• [Selected extract]:
┌────────

I sold my last chapbook yesterday, about a year since it was released into the world. It got me thinking how ephemeral this type of publication is. As part of a limited edition print run as per all Alfred Gustav chapbooks, I knew this day would come. Someone said to me, “But that’s what makes chapbooks special and one-of-a-kind!” Here today, gone tomorrow. The words offered a smidgen of comfort, though I still feel a bit sad (despite the good hands the book went into!)
No chance of doing readings with copies for sale; no future poet-friends I could meet and do a book exchange with; no opportunity for ongoing purchases.
I picked up my last two copies from my bookshelf that I’m saving for myself and husband, and the other for our 3-year-old daughter Madeleine. I don’t even have copies for the twins on their way, a phrase I could never have imagined myself writing when drafting the Afterword a few years ago. Nor did I imagine my bio would already be out of date, having moved from Vancouver to Coquitlam last fall. My husband began a drawing of Paris from the European vacation that inspired the poems in our old, bigger rental and finished it in our new, smaller one where it now hangs. You read that right. Our family is almost doubling and we reluctantly downsized because, well, money and, at the time, we had no idea what was coming. Life holds surprises in many forms. As Madeleine likes to say, “We never know.”
Can I live with the mystery inherent in her statement as well as she can? What do I make of the recent dream where a voice says, “You can’t have a remote control for your life”?
Ch-ch-ch-ch-changes, David Bowie sings. Fall to winter, winter to spring, spring to summer. My daughter refused to walk in snow for her first years and this past winter, built a snowman. Now she goes on hikes to find purple flowers.
Crocuses burst up from the ground, begging to be noticed. New friendships are starting to show too. We get invited to people’s houses in our city and our kids play together. A boy from daycare gives my daughter her first bouquet of flowers, for Valentines, and her face beams.

└────────

• [Given request A]:
Update the entries in the part that opens with the line containing "like x=640, y=453." and closes with the line containing "x=421, y=128", replacing "lesson" with "exercise" and leaving everything else unchanged. Return only that part.

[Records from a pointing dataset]
┌────────

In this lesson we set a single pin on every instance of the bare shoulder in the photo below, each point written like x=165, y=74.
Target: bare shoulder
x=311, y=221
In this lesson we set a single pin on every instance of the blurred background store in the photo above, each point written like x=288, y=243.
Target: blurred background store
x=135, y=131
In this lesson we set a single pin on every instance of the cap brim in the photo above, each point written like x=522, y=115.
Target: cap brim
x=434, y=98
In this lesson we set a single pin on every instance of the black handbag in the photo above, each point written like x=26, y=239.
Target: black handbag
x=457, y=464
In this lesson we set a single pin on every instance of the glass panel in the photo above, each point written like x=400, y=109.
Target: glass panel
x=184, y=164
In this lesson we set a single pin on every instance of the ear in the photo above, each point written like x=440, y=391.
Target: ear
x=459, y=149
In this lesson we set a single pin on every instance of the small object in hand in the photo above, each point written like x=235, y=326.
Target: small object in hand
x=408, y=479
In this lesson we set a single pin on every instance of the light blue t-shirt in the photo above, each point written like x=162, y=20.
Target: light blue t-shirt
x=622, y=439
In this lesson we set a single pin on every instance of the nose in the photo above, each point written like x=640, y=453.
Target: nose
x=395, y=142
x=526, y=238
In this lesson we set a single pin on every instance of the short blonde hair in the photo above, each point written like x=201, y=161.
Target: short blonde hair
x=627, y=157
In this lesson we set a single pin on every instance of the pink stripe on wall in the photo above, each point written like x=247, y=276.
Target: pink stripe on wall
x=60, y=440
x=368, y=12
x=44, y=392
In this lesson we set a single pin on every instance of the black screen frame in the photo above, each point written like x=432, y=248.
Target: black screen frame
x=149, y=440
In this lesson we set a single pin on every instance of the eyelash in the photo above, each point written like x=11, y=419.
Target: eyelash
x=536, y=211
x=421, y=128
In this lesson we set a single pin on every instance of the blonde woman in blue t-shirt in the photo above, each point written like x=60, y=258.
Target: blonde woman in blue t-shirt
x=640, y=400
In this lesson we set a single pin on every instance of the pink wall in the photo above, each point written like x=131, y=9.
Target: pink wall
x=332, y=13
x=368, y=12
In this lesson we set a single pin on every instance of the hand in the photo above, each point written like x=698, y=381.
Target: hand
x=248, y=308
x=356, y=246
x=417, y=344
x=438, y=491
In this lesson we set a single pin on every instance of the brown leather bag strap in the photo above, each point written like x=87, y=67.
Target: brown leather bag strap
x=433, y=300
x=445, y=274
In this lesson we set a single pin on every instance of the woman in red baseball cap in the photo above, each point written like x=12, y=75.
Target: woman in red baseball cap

└────────

• [Given request B]:
Write what comes next in the essay on selling the final copy of a chapbook, picking up after its last sentence.

• [Expected answer A]:
In this exercise we set a single pin on every instance of the nose in the photo above, each point written like x=640, y=453.
Target: nose
x=395, y=142
x=526, y=238
In this exercise we set a single pin on every instance of the short blonde hair in the photo above, each point written like x=201, y=161.
Target: short blonde hair
x=627, y=157
In this exercise we set a single pin on every instance of the pink stripe on wall in the photo above, each point written like x=247, y=276.
Target: pink stripe on wall
x=60, y=440
x=368, y=12
x=44, y=392
In this exercise we set a single pin on every instance of the black screen frame in the photo above, each point written like x=432, y=248.
Target: black screen frame
x=149, y=440
In this exercise we set a single pin on every instance of the eyelash in the photo above, each point written like x=11, y=419.
Target: eyelash
x=536, y=211
x=421, y=128

• [Expected answer B]:
We find a church that feels like home. We visit the ER more times this season than my whole life, it seems. We watch blood leave our daughter’s arm as we hold her still with all our might and tears leave us too. I have an out-of-body experience watching this scene unfold as if it were happening in a movie to somebody else. I get the same feeling when I practice-push the double stroller. A doctor waves an ultrasound wand around my stomach every other week monitoring for life, growth, breathing, our ever-switching baby A and baby B. Our daughter practices the letter M on every paper she touches and the bumps go on and on like a heartbeat.
Writing is an act of paying attention and I think gratitude works this way too. I have to work at gratitude (which I often do through writing) because there’s a longer list I could complain about, things that are giving me anxiety or fear, but that’s not where I want to dwell.
Bless the people who give books to new, or newish parents, that don’t have anything to do with parenting such as this one, The Boy, the Mole, the Fox, and the Horse by Charlie Mackesy (HarperCollins 2019). At the same time, it has everything to do with parenting.
BBC made a short film about it in 2022. Here’s the trailer that gives you a further sense of its charm and gentleness.
Bless the simple phrase and picture that hold layers of meaning; books you can read in one sitting and can enter in anywhere, not just the beginning.
Bless my daughter’s bedtime song inspired by Hello Humpback where she sings about the sun falling falling falling on everything, landing on the ground, and then rising each day in the sky. Already there’s an arc to her storytelling, there’s contrast, there’s plot. There’s even a hallelujah.
(even if it’s broken)
Driving back from Vancouver the other day, she told me she figured out what she wants to do when she gets older. “Fix things.” “What kinds of things?” I ask and then give some examples when she doesn’t say anything. “Like buildings? Or things in people’s houses, like Grandpa does? Or perhaps fix broken systems…?” I tentatively offer the latter, not having a clue how to explain it if she were to question further. But she doesn’t. After a pause, she responds, “systems” and then adds, “Because I don’t want to get calluses on my hands like Grandpa.”
What broken systems will she fix? How will she change the world?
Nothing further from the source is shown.